## Exercise
Output all of the entries exactly as they are given.

## Data

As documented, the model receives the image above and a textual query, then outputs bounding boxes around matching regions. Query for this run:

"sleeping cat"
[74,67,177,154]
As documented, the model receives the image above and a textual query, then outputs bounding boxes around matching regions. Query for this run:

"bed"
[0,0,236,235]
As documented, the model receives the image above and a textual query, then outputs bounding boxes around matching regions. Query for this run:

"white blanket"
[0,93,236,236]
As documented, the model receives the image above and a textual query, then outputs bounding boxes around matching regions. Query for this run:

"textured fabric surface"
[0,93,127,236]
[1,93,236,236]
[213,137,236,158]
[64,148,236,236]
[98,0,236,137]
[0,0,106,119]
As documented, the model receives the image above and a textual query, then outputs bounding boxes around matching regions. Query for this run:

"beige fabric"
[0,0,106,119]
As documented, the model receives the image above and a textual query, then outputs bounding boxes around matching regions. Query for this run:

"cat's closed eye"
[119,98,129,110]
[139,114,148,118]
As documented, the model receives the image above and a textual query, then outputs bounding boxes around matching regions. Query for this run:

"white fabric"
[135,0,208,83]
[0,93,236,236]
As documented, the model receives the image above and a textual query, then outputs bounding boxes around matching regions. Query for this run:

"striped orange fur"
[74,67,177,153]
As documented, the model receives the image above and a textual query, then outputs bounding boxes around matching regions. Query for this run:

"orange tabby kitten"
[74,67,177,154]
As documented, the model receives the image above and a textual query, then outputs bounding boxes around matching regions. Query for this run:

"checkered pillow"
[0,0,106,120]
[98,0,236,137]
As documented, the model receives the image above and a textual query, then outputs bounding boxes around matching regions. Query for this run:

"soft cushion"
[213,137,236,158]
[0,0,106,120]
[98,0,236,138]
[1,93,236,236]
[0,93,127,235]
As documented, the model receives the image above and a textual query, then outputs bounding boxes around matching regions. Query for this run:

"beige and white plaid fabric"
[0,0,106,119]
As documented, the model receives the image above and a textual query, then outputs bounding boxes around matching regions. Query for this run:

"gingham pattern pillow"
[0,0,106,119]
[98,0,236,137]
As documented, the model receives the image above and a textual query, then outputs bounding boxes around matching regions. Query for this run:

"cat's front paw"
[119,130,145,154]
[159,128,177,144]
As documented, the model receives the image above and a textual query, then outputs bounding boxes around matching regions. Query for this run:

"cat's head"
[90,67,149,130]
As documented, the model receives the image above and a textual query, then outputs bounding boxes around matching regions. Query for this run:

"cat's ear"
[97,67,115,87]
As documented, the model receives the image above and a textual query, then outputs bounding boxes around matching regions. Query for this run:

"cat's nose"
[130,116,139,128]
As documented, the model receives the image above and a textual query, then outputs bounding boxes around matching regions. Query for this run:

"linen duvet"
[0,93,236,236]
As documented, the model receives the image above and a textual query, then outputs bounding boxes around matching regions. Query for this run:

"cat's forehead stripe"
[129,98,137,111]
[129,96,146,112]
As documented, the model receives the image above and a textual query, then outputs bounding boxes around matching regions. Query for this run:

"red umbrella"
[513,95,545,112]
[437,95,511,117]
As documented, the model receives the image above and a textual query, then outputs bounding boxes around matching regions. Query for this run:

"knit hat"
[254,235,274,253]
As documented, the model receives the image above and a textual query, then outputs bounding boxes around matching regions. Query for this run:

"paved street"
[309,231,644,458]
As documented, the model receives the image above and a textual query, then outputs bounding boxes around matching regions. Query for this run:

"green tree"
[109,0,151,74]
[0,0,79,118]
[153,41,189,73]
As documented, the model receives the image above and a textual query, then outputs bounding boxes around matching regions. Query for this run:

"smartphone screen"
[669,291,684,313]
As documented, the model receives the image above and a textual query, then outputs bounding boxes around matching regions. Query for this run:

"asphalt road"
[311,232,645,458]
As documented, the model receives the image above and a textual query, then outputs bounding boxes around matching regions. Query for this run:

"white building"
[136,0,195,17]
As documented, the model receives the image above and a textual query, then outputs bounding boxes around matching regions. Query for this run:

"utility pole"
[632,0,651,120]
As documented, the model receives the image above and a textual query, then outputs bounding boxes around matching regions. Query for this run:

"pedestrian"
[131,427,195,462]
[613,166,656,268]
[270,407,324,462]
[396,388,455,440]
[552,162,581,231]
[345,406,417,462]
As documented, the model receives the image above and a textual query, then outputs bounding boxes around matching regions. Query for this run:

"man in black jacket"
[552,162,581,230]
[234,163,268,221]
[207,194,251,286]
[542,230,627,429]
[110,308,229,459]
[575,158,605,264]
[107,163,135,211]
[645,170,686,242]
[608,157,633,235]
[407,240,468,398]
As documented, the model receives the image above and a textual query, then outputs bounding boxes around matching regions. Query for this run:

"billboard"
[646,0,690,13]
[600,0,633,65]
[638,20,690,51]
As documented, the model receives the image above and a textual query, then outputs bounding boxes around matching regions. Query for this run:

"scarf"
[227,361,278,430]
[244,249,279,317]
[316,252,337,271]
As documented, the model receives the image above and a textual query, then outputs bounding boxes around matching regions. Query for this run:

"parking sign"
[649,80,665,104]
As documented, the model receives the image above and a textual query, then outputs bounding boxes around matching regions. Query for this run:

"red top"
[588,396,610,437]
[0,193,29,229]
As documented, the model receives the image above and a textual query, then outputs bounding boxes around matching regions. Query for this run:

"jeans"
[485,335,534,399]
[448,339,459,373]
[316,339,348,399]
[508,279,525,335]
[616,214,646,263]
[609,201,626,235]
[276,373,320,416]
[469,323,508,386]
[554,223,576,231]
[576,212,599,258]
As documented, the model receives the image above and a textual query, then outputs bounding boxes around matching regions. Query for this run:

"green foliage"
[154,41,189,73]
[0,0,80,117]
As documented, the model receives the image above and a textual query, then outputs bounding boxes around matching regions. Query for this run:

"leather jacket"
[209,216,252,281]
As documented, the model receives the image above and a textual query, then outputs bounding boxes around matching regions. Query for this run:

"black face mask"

## Result
As documented, the model receives the image above and a textual query, then outputs bounding boxes around matching regions. Query for this run:

"sleeping cat"
[74,67,177,154]
As documented, the model receives the image above and a textual query, then outputs bounding boxes around matching regions. Query for this run:

"bed"
[0,0,236,235]
As documented, the model receives the image above and a textual query, then outputs bounding boxes around matching regions. Query for this run:

"white blanket"
[0,93,236,236]
As documented, the model receives the image above and a textual query, then outputs bounding boxes around matching regions. Query for this run:

"textured fabric surface"
[0,93,127,236]
[1,93,236,236]
[213,137,236,158]
[64,148,236,236]
[98,0,236,137]
[0,0,106,119]
As documented, the model receives the image above and a textual query, then outputs bounding boxes around matching regions. Query for this run:

"beige fabric"
[0,0,106,119]
As documented, the model receives the image above and a textual query, then outputs bounding boxes around matching regions. Query for this run:

"cat's closed eye"
[119,98,129,110]
[139,114,148,118]
As documented, the model receives the image above and a textual query, then outputs bounding boxes around matching regions. Query for this run:

"white fabric"
[135,0,208,83]
[0,93,236,236]
As documented, the model receives the image above and a textual query, then outputs bounding boxes around matching regions. Query for this run:

"striped orange fur"
[74,67,177,153]
As documented, the model receives the image above and a textual query, then outputs bounding boxes around matching regions. Query for this run:

"orange tabby kitten"
[74,67,177,154]
As documented, the model receives the image above and a textual query, then outputs bounding boxes around matching regions. Query for this run:

"checkered pillow"
[0,0,106,120]
[98,0,236,137]
As documented, the model receives the image above and a textual query, then outputs bounding boxes around matching regions. Query for this run:

"soft cushion"
[213,137,236,158]
[0,0,106,120]
[98,0,236,138]
[1,93,236,236]
[0,93,127,235]
As documented, the model receives the image above and a textual query, then outputs bounding boxes around matching regions. Query for this run:

"beige and white plaid fabric"
[0,0,106,119]
As documented, the model receives the image above and a textual query, then outputs bounding boxes around matching regions. Query for this run:

"gingham pattern pillow"
[0,0,106,119]
[98,0,236,137]
As documented, the model receives the image above and a textual query, then outputs bounding boxes around matching regions. Query for this run:

"cat's front paw"
[119,130,145,154]
[159,128,177,144]
As documented, the model receives the image above and a textual query, then outputs bounding boxes around matching regions. Query for this run:

"cat's head"
[90,67,149,130]
As documented, the model receives the image above and a textual query, then outputs bounding boxes around matching regions. Query for this run:

"cat's ear"
[97,67,115,87]
As documented, the model receives the image above and a textual query, then outputs bounding boxes around matching regions. Query for this run:

"cat's nose"
[130,116,139,128]
As documented, the model receives the image above and a textual query, then outputs bounding boxes around matching regions. Query for this run:

"linen duvet"
[0,93,236,236]
As documented, the model receives the image above and a textual query, then outputs bounding boxes around matching regions. Query for this run:

"cat's forehead stripe"
[129,98,137,111]
[129,96,146,112]
As documented, the model receives the image above and a textual query, then outputs bounding boxes around matching regions. Query for this run:

"red umbrella"
[513,95,545,112]
[437,95,511,117]
As documented, the model receives the image above and a textual query, then outputs bounding boxes around matching regions. Query for this run:

"knit hat"
[254,235,274,253]
As documented, the model receives the image above and a textual query, then outputs bounding boxes around matching regions. Query for this run:

"paved street"
[309,231,644,458]
As documented, the model receives the image above and a textual query, then outputs bounding boxes around matching regions. Query for this run:

"green tree"
[109,0,151,74]
[0,0,79,118]
[153,41,189,73]
As documented, the model receives the image above and a textual query, then outputs bounding boxes around matching regions. Query for this run:

"smartphone screen"
[669,291,684,313]
As documented, the model receives the image above and a textual query, then outputs bounding boxes around matching regions. Query for this run:

"asphalt road"
[311,232,645,458]
As documented, the model receives the image above and a textual query, then outputs bounding boxes around matching regions. Query for this run:

"white building"
[136,0,195,17]
As documented, the model receives the image above and a textual query, then outputs bounding boxes around matching regions. Query for this run:

"utility pole"
[632,0,651,120]
As documented, the model receives the image above and a textual query, then outputs bounding boxes around matching regions. Query for this run:

"pedestrian"
[131,427,195,462]
[613,166,656,268]
[270,407,324,462]
[396,388,455,440]
[552,162,581,231]
[345,406,417,462]
As documented, the model receives the image above and a textual query, then outputs bounding boxes around matching regions. Query for this run:

"man in black jacket"
[552,162,581,230]
[234,163,268,221]
[207,194,251,286]
[542,230,627,429]
[110,308,229,459]
[575,158,605,264]
[107,163,135,211]
[645,170,686,242]
[608,157,633,235]
[407,240,468,398]
As documented, the model receives the image above and a textual query, then outputs bounding boxes around matching regions. Query for this run:

"billboard"
[646,0,690,13]
[600,0,633,65]
[638,20,690,51]
As documented, the model receives the image above and a textual query, then outputs bounding boxes around matching regions. Query for this run:

"scarf"
[227,361,278,430]
[244,249,279,317]
[316,252,337,271]
As documented, the model receives the image above and a textual query, then outputs bounding boxes around matching regions. Query for this run:

"parking sign"
[649,80,665,104]
As documented, the model receives the image above and a textual query, then outputs bounding boxes around matching regions. Query for this run:

"red top"
[588,396,610,437]
[0,193,29,229]
As documented, the model receives the image above and a textual query, then outputs bounding boxes around matching regions. Query for this run:

"jeans"
[485,335,534,399]
[448,339,459,373]
[316,339,348,399]
[508,279,525,335]
[616,214,646,263]
[609,201,626,235]
[276,373,320,416]
[469,323,508,386]
[554,223,576,231]
[576,212,599,258]
As documented, the model receives the image above and a textual query, then outputs bounding boxes around matching regions. Query for this run:

"green foliage"
[154,41,189,73]
[0,0,80,117]
As documented, the model receives the image above and a textual query, then outputs bounding boxes around matching regions. Query for this run:

"leather jacket"
[209,216,252,281]
As documented, the model receives the image above and a textual query, then outputs bounding boxes around matching regions. Query for this run:

"black face mask"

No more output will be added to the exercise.